Scan the entries for lines with the word "sunlit", then copy those lines.
──────── RECORDS FOR PROCESSING ────────
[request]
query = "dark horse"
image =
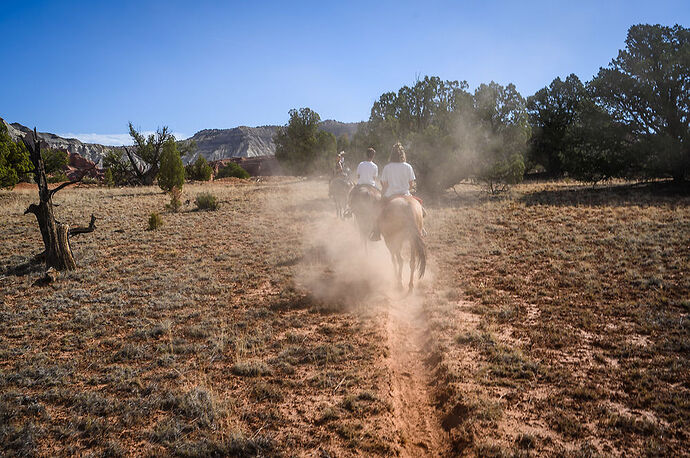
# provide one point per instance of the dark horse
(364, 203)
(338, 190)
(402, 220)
────────
──────── RECORDS FOR PROCESSING ────────
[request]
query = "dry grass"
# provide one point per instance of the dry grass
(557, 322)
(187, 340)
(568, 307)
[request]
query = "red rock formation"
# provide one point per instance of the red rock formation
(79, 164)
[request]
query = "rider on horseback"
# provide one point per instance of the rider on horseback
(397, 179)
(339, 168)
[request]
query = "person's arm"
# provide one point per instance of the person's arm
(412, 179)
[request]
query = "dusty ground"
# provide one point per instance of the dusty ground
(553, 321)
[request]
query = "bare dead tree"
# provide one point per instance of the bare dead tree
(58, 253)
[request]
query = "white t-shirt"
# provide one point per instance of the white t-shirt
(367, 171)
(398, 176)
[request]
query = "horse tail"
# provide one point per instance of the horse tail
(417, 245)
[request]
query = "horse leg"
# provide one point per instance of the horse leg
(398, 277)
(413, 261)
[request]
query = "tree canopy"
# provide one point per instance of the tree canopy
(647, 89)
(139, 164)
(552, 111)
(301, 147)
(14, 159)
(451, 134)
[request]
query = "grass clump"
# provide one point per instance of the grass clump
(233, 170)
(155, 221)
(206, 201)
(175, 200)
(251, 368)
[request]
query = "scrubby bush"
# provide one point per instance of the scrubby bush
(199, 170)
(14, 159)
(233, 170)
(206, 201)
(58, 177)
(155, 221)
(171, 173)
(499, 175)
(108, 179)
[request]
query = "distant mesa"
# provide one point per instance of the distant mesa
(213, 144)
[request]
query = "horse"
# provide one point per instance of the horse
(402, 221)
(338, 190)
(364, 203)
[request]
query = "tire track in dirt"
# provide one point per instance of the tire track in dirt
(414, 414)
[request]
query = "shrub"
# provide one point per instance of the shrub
────────
──────── RECORDS FOR PROCESSING ────────
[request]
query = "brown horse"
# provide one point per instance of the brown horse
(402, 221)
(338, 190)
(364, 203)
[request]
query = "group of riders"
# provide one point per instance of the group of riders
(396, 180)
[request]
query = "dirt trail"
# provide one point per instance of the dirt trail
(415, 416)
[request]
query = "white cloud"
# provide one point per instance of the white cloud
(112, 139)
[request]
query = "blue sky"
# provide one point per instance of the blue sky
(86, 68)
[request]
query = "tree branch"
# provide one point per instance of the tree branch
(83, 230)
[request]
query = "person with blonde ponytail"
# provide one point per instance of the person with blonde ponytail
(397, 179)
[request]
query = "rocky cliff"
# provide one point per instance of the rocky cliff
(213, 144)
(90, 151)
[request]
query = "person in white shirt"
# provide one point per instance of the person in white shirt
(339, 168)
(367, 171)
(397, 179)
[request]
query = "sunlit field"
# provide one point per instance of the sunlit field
────────
FINAL ANSWER =
query = "sunlit field"
# provide one point per instance of the sunlit field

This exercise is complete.